** Extrait du document **
Les forces qui s’opposent à nous prennent de l’ampleur en Europe. Nous devons tout à la fois réaffirmer une Europe comme terre des droits et libertés face à ceux qui se rendent coupables de non-assistance à personne en danger en Méditerranée, s’en prennent aux droits des femmes et créent des zones de non-droit pour les personnes LGBTQI+, et contrer les attaques de ceux qui ont pris la nature pour cible afin de préserver les profits des agro-industriels qui refusent le changement et mettent notre survie collective en péril.

Dans ce contexte, les choix opérés par Emmanuel Macron sont dangereux. Si son discours européen se veut progressiste, ses alliances de fait avec les droites européennes constituent une dérive mortifère. L’Europe est à la croisée des chemins. À l’heure de choix pourtant cruciaux, Emmanuel Macron est le VRP du statu quo, alors que nous avons besoin de grands changements.

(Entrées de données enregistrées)
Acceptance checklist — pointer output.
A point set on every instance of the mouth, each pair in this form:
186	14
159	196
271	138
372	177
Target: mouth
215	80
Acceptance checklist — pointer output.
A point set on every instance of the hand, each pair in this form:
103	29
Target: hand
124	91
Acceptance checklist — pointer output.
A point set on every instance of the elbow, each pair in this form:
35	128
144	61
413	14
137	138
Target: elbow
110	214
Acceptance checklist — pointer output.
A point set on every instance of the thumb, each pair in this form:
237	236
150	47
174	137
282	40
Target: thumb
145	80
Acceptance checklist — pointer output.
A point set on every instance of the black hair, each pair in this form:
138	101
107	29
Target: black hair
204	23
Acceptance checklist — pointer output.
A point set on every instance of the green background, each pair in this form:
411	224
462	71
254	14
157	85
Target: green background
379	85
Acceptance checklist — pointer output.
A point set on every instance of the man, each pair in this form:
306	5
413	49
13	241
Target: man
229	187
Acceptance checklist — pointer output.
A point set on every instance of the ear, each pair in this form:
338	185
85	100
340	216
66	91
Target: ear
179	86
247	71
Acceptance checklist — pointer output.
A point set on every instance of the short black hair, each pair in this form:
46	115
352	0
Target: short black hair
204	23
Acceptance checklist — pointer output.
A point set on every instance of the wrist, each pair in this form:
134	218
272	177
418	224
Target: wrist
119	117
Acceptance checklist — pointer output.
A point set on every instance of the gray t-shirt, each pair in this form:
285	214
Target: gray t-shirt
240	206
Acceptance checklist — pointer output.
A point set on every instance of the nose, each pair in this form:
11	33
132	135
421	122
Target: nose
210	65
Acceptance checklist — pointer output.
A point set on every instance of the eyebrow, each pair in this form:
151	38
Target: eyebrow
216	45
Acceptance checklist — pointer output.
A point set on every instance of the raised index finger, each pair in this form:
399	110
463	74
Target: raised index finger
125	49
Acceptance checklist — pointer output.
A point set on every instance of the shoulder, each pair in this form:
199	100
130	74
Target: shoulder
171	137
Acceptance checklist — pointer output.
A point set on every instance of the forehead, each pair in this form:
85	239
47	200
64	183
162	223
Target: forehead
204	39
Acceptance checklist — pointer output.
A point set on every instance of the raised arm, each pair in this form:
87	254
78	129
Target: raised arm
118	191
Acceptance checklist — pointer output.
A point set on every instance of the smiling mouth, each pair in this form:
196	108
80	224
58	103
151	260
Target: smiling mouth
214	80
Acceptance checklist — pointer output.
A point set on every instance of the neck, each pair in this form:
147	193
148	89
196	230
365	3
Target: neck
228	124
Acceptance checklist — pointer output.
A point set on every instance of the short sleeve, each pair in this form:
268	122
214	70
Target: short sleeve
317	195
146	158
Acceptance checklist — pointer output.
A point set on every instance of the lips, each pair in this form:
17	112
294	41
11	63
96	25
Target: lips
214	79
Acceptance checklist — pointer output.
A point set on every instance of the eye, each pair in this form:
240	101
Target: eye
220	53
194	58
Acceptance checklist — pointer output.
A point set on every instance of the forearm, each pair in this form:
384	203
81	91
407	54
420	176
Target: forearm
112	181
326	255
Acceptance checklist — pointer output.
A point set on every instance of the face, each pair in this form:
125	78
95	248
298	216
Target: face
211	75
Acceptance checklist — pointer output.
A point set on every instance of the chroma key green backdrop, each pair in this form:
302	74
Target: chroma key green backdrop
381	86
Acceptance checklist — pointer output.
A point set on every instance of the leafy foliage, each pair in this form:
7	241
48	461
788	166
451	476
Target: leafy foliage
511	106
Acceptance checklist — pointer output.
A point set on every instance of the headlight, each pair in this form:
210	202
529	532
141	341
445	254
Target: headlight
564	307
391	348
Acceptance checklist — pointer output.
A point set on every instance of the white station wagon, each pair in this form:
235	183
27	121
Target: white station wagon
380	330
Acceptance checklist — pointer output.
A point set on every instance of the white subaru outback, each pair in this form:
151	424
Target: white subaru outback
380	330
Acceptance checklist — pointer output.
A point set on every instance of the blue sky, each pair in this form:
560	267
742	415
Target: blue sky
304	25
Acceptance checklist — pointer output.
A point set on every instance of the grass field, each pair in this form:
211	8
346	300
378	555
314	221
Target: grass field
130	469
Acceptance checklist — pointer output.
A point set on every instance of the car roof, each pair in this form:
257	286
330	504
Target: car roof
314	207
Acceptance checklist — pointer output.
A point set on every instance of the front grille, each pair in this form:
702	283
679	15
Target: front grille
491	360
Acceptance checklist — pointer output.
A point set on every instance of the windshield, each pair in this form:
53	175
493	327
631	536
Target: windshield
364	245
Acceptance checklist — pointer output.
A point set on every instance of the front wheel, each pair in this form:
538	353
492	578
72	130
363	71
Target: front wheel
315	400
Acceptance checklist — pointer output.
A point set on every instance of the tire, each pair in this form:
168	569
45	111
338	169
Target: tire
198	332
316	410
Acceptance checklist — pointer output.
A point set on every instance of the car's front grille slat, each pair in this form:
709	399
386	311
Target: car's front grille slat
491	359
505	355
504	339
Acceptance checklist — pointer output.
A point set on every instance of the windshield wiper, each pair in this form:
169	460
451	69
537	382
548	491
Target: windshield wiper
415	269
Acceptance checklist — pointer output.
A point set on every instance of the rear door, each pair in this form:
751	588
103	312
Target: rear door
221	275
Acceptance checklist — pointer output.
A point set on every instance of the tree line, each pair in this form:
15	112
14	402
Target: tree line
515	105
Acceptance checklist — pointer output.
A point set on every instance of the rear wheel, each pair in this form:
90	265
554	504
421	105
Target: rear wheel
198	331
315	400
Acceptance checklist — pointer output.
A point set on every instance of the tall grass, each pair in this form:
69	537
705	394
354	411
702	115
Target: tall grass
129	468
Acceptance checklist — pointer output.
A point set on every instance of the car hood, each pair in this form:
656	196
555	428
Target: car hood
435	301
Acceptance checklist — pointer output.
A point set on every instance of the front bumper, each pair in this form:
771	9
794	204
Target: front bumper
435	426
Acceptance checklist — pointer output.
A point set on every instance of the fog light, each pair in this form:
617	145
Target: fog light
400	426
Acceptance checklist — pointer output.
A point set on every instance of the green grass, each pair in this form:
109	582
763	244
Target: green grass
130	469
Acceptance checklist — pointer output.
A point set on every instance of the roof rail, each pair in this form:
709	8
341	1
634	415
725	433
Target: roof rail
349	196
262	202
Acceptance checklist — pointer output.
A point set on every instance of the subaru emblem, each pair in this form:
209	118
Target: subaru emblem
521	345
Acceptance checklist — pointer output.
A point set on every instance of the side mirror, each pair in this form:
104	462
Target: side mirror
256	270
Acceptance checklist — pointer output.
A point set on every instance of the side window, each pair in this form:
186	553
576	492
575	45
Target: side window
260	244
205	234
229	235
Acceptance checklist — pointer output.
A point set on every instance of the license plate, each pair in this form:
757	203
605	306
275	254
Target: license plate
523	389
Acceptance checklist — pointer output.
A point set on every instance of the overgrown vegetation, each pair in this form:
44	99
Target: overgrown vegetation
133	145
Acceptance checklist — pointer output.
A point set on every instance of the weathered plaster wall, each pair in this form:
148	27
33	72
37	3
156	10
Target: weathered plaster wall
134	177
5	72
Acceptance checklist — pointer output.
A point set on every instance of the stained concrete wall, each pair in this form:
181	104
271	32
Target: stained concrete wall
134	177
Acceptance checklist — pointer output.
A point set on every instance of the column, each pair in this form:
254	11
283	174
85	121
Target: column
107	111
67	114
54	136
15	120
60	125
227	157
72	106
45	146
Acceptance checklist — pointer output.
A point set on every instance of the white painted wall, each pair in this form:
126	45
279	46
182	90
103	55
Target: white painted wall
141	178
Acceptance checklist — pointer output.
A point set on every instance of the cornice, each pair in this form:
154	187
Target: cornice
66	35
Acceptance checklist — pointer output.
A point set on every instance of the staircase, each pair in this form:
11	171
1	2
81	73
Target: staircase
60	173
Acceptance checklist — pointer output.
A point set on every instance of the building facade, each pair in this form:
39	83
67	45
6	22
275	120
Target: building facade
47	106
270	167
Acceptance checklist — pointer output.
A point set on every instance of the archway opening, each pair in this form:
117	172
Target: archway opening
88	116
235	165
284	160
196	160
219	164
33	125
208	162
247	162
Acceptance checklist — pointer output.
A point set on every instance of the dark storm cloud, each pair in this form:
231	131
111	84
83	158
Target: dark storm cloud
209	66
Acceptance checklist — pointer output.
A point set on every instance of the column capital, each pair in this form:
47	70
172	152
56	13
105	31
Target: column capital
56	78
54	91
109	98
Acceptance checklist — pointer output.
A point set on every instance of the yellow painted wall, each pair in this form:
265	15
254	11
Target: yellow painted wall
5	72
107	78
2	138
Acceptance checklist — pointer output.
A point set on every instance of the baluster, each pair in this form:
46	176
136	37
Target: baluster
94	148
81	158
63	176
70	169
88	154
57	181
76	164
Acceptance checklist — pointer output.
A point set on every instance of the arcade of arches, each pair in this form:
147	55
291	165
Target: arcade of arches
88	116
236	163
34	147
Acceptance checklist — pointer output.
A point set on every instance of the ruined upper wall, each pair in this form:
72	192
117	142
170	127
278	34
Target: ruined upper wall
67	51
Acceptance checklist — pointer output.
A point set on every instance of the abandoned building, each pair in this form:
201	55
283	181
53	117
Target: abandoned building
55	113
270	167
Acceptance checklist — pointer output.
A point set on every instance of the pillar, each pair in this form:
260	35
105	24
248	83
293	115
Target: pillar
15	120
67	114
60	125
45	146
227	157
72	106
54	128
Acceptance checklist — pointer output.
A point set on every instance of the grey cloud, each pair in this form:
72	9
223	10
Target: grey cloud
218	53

** Travail demandé **
Recopiez le passage de l'extrait sur l'Europe situé entre « Dans ce contexte, les » et « de grands changements. », bornes comprises.

** Réponse à l'exercice **
Dans ce contexte, les choix opérés par Emmanuel Macron sont dangereux. Si son discours européen se veut progressiste, ses alliances de fait avec les droites européennes constituent une dérive mortifère. L’Europe est à la croisée des chemins. À l’heure de choix pourtant cruciaux, Emmanuel Macron est le VRP du statu quo, alors que nous avons besoin de grands changements.